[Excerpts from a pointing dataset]
## start
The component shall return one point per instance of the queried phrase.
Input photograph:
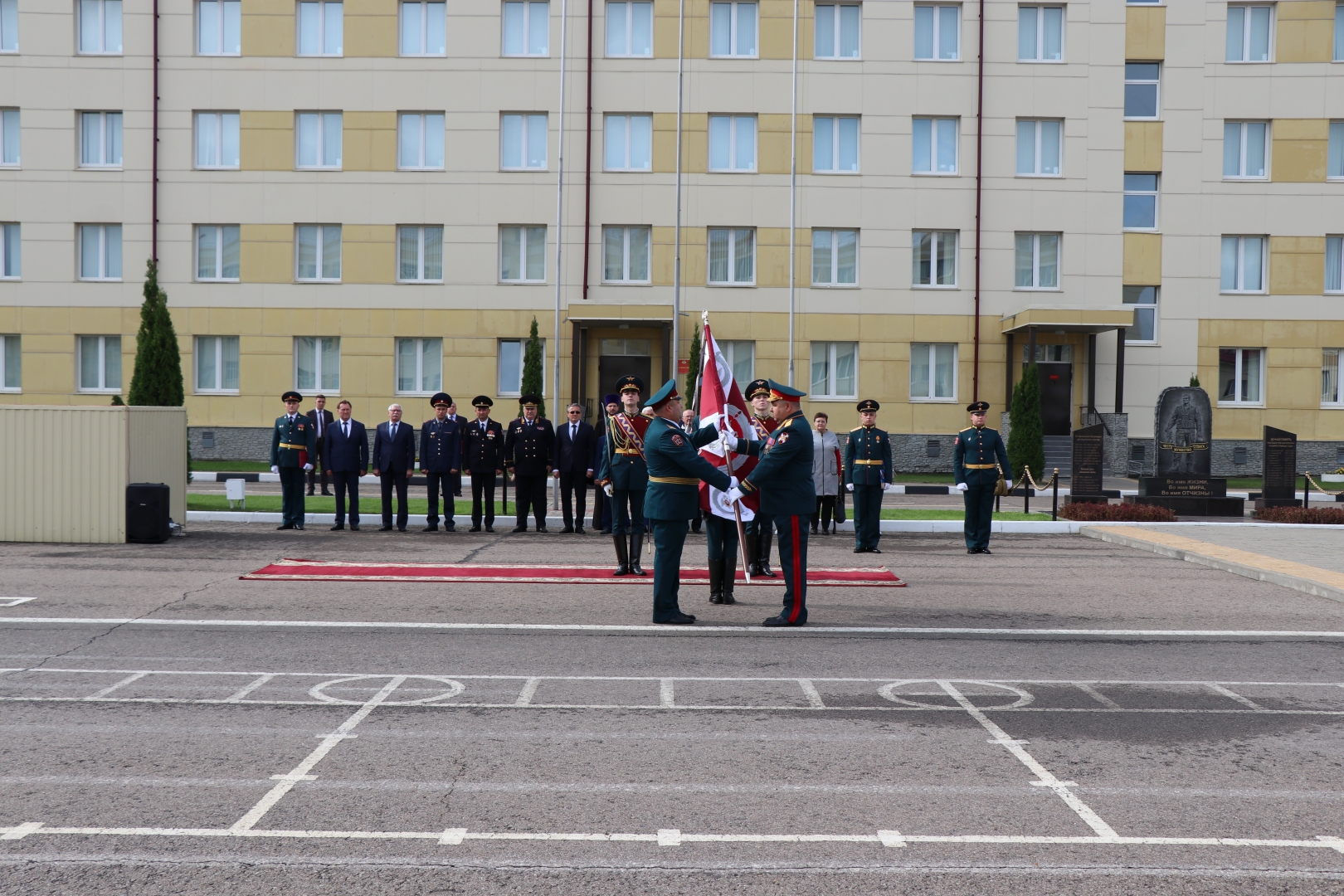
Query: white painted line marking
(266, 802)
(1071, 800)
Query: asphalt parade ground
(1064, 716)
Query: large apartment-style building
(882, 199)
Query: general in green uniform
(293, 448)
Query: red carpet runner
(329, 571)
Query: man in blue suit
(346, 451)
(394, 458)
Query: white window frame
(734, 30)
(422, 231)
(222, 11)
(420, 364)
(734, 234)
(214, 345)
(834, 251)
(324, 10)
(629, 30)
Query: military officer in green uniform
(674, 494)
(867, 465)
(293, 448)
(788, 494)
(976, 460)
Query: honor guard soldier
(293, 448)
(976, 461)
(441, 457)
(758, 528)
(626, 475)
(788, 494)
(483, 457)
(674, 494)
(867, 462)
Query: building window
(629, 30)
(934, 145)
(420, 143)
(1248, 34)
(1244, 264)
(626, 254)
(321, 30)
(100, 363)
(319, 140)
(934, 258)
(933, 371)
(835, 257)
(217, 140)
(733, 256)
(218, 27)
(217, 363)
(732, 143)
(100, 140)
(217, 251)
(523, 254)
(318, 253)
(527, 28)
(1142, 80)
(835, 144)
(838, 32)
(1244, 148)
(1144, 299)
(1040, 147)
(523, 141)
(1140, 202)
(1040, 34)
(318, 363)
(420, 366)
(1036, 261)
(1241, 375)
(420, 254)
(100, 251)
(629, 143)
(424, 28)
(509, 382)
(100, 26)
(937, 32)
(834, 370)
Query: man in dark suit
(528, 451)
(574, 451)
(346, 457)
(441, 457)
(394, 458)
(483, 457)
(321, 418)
## end
## start
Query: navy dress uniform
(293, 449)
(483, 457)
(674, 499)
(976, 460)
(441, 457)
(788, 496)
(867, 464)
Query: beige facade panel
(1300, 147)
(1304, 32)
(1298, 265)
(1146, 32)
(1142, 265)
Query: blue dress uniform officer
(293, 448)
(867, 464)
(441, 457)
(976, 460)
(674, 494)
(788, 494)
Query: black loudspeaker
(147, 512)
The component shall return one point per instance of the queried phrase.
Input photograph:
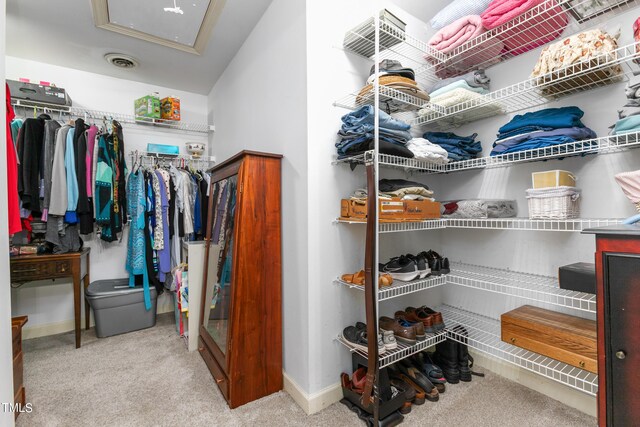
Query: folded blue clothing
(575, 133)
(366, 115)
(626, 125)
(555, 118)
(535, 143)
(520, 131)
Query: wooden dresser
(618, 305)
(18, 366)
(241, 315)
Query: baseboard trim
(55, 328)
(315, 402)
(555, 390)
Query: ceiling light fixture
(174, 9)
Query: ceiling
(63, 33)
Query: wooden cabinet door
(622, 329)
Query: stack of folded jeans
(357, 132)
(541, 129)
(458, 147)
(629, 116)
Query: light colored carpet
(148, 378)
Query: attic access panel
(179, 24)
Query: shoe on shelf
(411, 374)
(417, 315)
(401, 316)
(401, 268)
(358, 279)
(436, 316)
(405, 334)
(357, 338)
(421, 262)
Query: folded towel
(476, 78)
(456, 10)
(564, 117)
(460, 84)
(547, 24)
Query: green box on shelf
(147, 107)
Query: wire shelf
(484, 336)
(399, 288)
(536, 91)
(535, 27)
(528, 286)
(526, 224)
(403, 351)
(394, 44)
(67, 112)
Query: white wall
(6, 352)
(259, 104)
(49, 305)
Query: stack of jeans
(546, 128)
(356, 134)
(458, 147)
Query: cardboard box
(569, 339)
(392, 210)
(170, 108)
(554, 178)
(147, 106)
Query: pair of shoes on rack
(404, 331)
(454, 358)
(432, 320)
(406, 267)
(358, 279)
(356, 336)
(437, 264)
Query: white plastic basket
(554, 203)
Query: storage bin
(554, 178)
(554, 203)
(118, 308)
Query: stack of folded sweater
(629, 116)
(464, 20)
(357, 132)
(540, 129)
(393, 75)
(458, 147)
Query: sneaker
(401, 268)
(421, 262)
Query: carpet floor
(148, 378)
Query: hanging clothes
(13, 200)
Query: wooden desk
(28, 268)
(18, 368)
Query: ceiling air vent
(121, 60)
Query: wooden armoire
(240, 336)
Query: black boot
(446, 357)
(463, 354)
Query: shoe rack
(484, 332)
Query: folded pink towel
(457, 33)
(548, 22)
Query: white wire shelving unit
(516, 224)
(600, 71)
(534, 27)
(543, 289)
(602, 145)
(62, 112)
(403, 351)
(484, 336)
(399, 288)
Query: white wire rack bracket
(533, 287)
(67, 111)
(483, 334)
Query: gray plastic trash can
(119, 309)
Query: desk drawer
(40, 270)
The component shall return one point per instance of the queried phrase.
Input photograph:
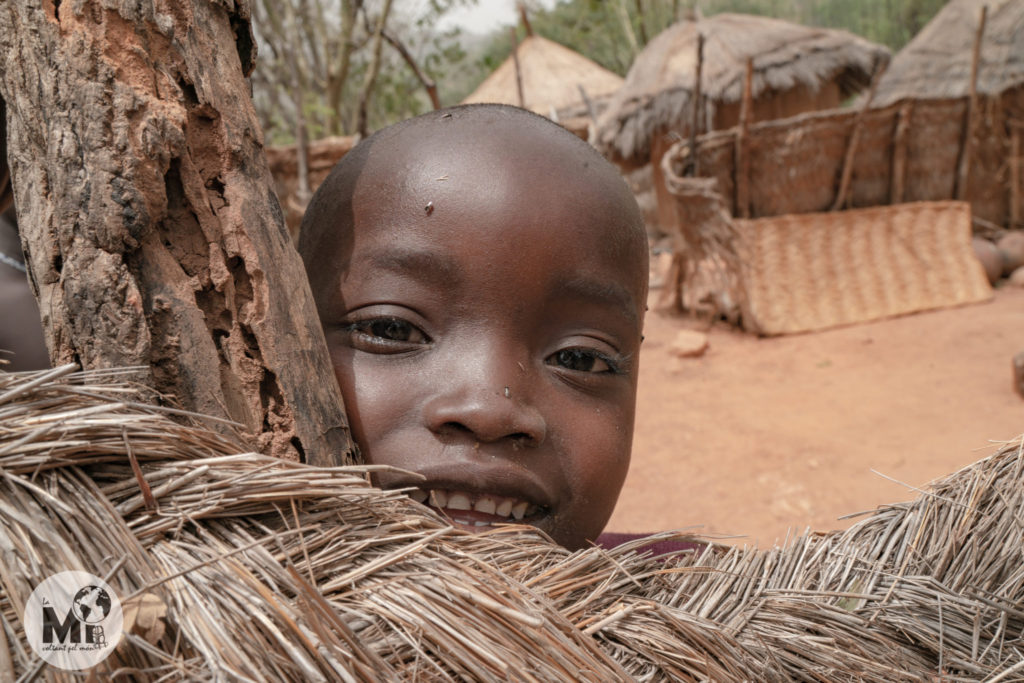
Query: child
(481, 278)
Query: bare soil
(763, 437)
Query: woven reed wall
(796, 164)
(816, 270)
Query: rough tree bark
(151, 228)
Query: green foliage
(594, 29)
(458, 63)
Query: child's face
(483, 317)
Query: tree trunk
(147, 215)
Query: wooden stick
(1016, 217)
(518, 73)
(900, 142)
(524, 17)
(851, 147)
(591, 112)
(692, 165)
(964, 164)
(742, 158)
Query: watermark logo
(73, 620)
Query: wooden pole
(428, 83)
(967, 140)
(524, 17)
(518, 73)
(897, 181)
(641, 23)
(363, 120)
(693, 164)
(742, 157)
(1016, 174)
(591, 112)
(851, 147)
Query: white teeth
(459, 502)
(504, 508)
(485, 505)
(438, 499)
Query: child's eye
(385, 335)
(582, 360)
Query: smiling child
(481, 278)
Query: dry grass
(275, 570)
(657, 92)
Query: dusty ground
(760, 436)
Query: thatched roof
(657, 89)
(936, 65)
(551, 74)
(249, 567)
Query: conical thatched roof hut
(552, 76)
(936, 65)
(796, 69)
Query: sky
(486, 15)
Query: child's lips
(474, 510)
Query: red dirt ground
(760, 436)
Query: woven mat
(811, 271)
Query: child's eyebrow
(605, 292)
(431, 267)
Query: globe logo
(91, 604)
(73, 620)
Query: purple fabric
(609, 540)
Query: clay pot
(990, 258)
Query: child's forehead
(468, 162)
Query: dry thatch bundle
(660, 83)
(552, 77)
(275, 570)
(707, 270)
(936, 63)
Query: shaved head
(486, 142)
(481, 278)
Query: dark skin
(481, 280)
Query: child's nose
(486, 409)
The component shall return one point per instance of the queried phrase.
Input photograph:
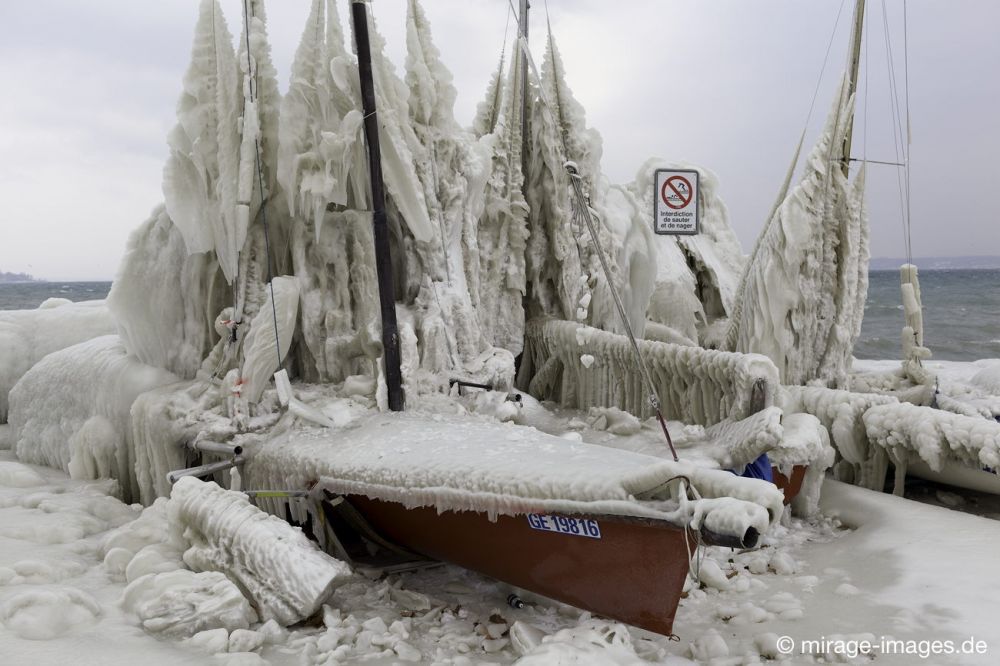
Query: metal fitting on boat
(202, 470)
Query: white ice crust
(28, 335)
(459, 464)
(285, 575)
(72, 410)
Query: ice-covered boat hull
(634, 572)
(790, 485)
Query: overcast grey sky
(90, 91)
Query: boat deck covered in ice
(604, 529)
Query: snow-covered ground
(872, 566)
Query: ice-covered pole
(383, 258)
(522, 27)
## end
## start
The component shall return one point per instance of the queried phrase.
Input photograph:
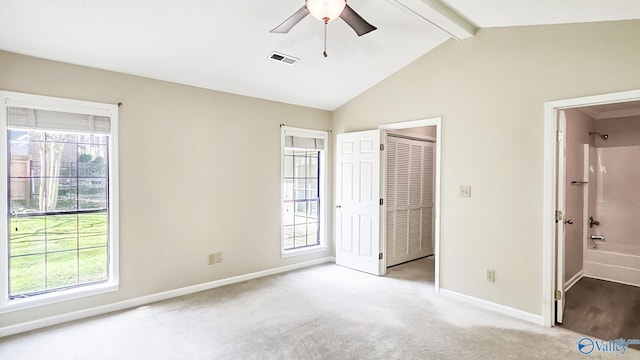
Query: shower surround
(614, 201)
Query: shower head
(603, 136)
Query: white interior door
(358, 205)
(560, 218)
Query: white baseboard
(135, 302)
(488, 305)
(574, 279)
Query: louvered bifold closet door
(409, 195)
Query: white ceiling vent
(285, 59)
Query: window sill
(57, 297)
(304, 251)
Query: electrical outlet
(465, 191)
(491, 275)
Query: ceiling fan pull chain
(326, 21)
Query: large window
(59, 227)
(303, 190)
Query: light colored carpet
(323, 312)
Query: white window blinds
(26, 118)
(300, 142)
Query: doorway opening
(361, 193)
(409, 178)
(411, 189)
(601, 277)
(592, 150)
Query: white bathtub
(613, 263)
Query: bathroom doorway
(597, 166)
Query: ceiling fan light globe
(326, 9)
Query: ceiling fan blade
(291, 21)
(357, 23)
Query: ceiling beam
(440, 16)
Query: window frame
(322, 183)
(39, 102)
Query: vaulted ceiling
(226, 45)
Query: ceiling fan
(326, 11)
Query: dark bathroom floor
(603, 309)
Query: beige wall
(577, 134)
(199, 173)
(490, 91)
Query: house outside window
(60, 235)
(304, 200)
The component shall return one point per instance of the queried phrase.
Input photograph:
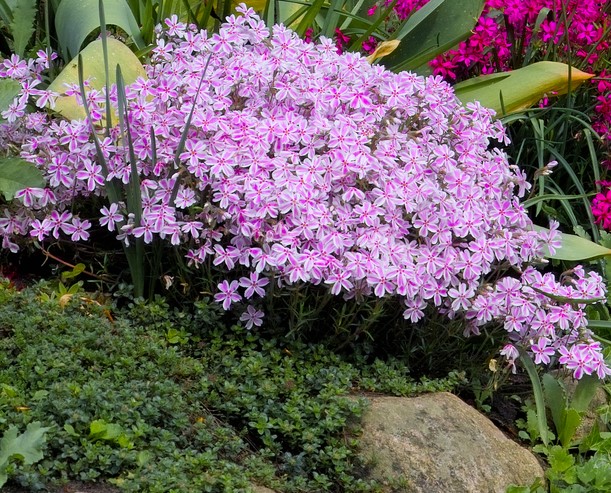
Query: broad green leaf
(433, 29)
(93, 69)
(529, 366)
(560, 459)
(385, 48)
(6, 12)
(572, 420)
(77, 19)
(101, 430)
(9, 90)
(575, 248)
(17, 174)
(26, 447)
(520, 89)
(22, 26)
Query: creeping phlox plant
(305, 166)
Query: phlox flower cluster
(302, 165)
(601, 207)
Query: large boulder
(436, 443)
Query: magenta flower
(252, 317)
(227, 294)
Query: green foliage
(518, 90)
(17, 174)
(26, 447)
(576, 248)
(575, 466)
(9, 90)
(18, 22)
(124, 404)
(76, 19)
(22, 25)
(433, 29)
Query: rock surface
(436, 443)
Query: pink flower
## end
# Given problem
How many lines of the records above contain the string "towel"? Matching is case-sensitive, and your reply should be the number alone.

# Answer to this task
2